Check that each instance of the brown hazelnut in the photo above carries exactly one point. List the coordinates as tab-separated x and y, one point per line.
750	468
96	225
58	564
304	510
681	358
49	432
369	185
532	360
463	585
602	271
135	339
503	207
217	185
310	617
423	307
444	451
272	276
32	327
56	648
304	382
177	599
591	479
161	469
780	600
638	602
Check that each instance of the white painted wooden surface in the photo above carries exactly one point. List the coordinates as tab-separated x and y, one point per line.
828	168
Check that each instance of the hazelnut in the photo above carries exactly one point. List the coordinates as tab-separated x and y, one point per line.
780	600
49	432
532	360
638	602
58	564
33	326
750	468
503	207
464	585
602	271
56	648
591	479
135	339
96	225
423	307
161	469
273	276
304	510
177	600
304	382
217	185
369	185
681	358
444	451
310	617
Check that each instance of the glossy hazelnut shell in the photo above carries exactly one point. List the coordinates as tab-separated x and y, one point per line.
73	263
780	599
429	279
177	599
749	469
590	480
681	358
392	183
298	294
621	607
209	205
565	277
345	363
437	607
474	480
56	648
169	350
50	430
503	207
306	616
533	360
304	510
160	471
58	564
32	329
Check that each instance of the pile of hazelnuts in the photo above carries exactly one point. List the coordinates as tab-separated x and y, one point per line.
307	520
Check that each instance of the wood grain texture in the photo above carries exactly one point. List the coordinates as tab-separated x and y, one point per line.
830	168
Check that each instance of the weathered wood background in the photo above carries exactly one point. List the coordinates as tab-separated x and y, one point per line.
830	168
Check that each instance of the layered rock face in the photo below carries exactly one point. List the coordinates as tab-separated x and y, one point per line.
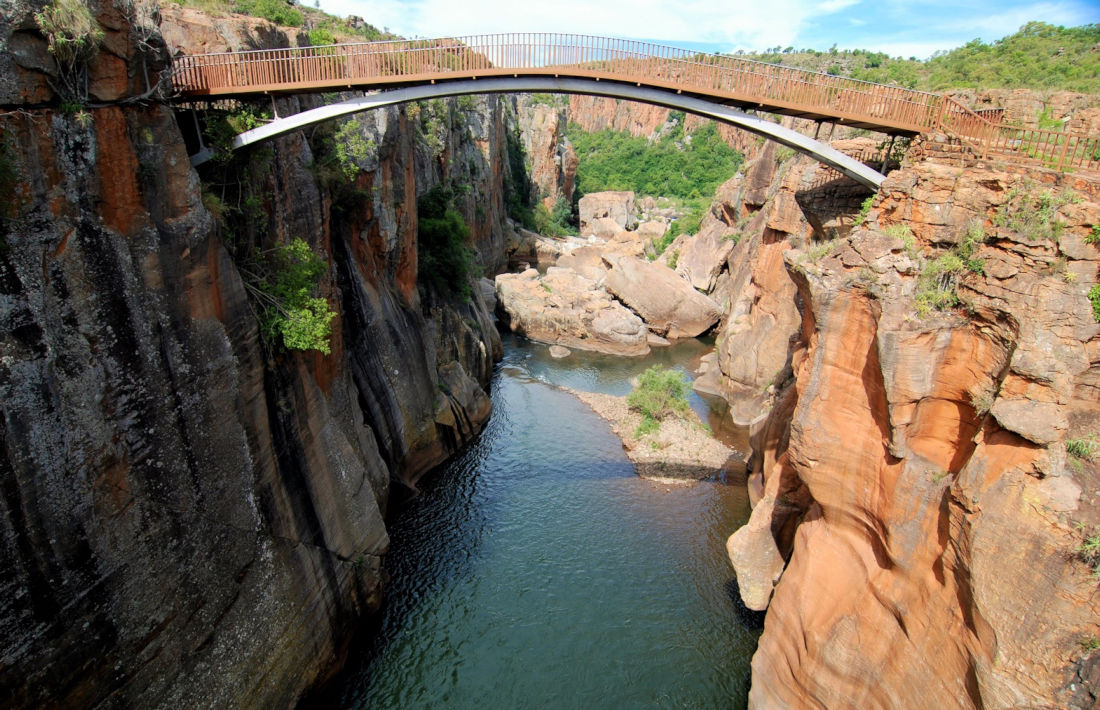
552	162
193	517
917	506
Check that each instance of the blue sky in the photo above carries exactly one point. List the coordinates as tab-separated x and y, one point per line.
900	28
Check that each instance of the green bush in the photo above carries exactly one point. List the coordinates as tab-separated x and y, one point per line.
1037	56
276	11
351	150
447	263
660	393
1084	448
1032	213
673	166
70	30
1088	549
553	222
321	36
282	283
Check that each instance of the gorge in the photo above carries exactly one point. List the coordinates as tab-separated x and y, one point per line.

*****

_STATED TASK_. Can you reproduce the listing above line for line, omitting the pictures?

_SOLUTION TO THE EXERCISE_.
Check that each instance of the brown hazelnut in the photo above carries exactly one point. List the coordinates as tab-separated x and y, one point per line.
750	468
96	225
58	564
304	510
681	358
49	432
369	185
532	360
463	585
602	271
135	339
503	207
217	185
310	617
423	307
444	451
272	276
32	327
56	648
304	382
177	599
591	479
161	469
780	600
638	602
Check that each instance of the white painted wooden surface in the photo above carries exactly one point. List the coordinates as tab-separated x and y, one point per line.
828	168
Check that each instance of the hazelnut in the photo above carries exactly one point. List the coordinates as tab-separated x and y, one point per line.
780	600
49	432
532	360
638	602
58	564
33	326
750	468
503	207
464	585
602	271
56	648
591	479
135	339
96	225
423	307
161	469
273	276
304	510
177	600
304	382
217	185
369	185
681	358
444	451
310	617
Check that each instance of the glossy hazelnut shell in the photo above carries exactly one point. List the coordinates as tab-separated x and y, one point per line.
73	263
780	599
429	279
177	599
749	469
590	480
681	358
392	183
298	294
621	607
209	205
565	277
345	363
437	607
474	480
56	648
169	350
50	430
503	207
306	616
533	360
304	510
160	471
58	564
32	329
Check that each instance of the pile of hazelnuts in the photo above carries exactly one point. List the coordinates as tab-separated x and y, one point per line.
307	520
Check that each instance of the wood grain texture in the photo above carries exactly one point. List the coordinates as tab-separated x and y, one point per line.
830	168
Check that each instance of the weathered wood background in the photo above carries exactly one point. List the coordinates as tab-separated x and y, one point per line.
830	168
Check that each instance of the layered rock face in the photo below carries exactly one point. List the coordinates as tab-separated x and y, one point per line.
552	162
193	517
917	506
Check that each instance of the blue sky in the photo above carries exactly one point. List the coordinates as tab-separated x and y, one point per line.
900	28
Check that each instance of the green bush in the photo above carries exactly one point. List the coordinates as tab-separated x and y, one point per line.
1037	56
276	11
351	150
447	263
660	393
1084	448
1032	213
673	166
70	30
1088	549
553	222
321	36
282	283
Check that each instance of the gorge in the photo above carries exactly one point. List the coordinates as tab-separated x and y, one point per line.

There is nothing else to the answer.